◆ DIRECTIONS: Copy verbatim the block of lines in the entries below whose first line contains "Reviewer note: every instance of the baby's hand" and whose last line contains "[[47, 106], [80, 190]]". Leave out all other lines.

[[ EXERCISE DATA, beginning ]]

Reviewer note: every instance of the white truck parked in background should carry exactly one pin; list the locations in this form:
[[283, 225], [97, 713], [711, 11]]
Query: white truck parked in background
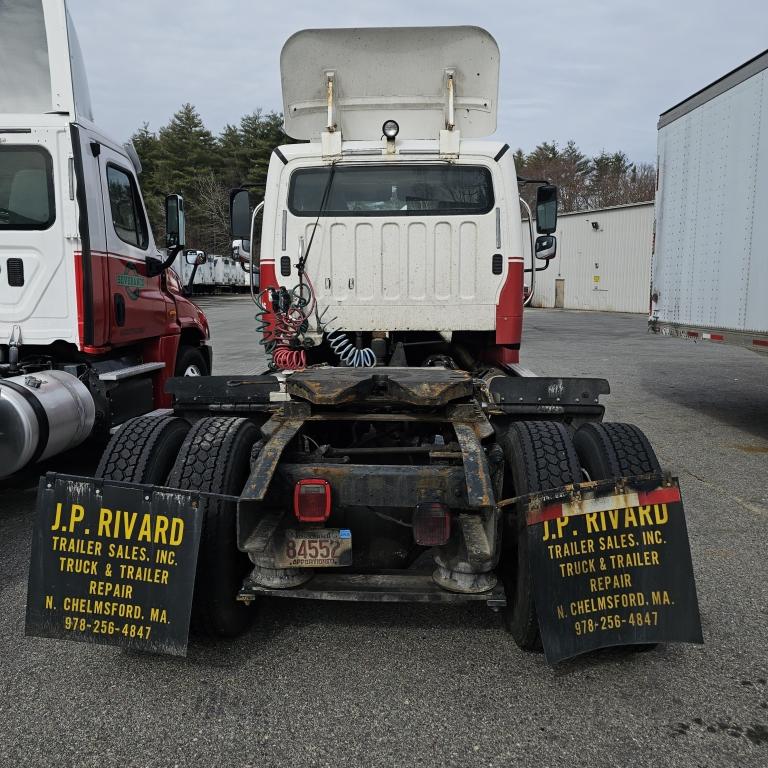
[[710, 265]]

[[ EXERCISE DATA, end ]]
[[ EXERCISE DATA, beginning ]]

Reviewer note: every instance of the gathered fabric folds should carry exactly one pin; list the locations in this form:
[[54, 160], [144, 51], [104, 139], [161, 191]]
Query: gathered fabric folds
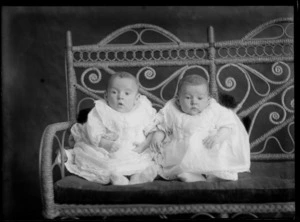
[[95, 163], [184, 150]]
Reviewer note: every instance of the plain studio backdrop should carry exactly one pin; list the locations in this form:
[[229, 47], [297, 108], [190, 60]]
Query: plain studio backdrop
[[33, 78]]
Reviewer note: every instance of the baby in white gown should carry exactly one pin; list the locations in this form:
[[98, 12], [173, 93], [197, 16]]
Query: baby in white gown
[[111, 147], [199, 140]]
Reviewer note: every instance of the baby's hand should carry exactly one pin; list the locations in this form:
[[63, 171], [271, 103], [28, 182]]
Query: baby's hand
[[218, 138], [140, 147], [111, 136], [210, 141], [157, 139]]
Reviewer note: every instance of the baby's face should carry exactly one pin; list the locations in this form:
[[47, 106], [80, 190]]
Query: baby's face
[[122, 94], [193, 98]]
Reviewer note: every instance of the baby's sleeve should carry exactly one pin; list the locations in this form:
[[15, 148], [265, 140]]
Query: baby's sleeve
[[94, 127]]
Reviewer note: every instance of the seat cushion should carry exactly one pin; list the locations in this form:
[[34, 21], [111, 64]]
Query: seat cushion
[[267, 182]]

[[ EXERCISE DATA, end ]]
[[ EXERCISE DATA, beginning ]]

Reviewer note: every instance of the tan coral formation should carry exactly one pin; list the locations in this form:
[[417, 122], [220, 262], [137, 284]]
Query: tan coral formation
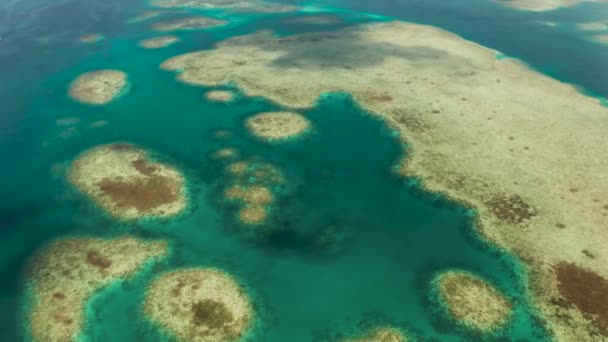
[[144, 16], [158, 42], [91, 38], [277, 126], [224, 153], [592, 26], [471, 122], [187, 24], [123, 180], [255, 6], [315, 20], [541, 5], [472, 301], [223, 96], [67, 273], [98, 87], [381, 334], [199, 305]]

[[ EXERCISE DATA, end ]]

◆ OUTPUT:
Reviewer note: every instance of the baby's hand should carry exactly one pin; list the locations in this form:
[[63, 171], [271, 103], [28, 182]]
Query: baby's hand
[[218, 138], [140, 147], [111, 136], [210, 141], [157, 139]]
Reviewer note: every instance of the baby's face should carry exactly one pin; list the locations in this form:
[[47, 106], [80, 190]]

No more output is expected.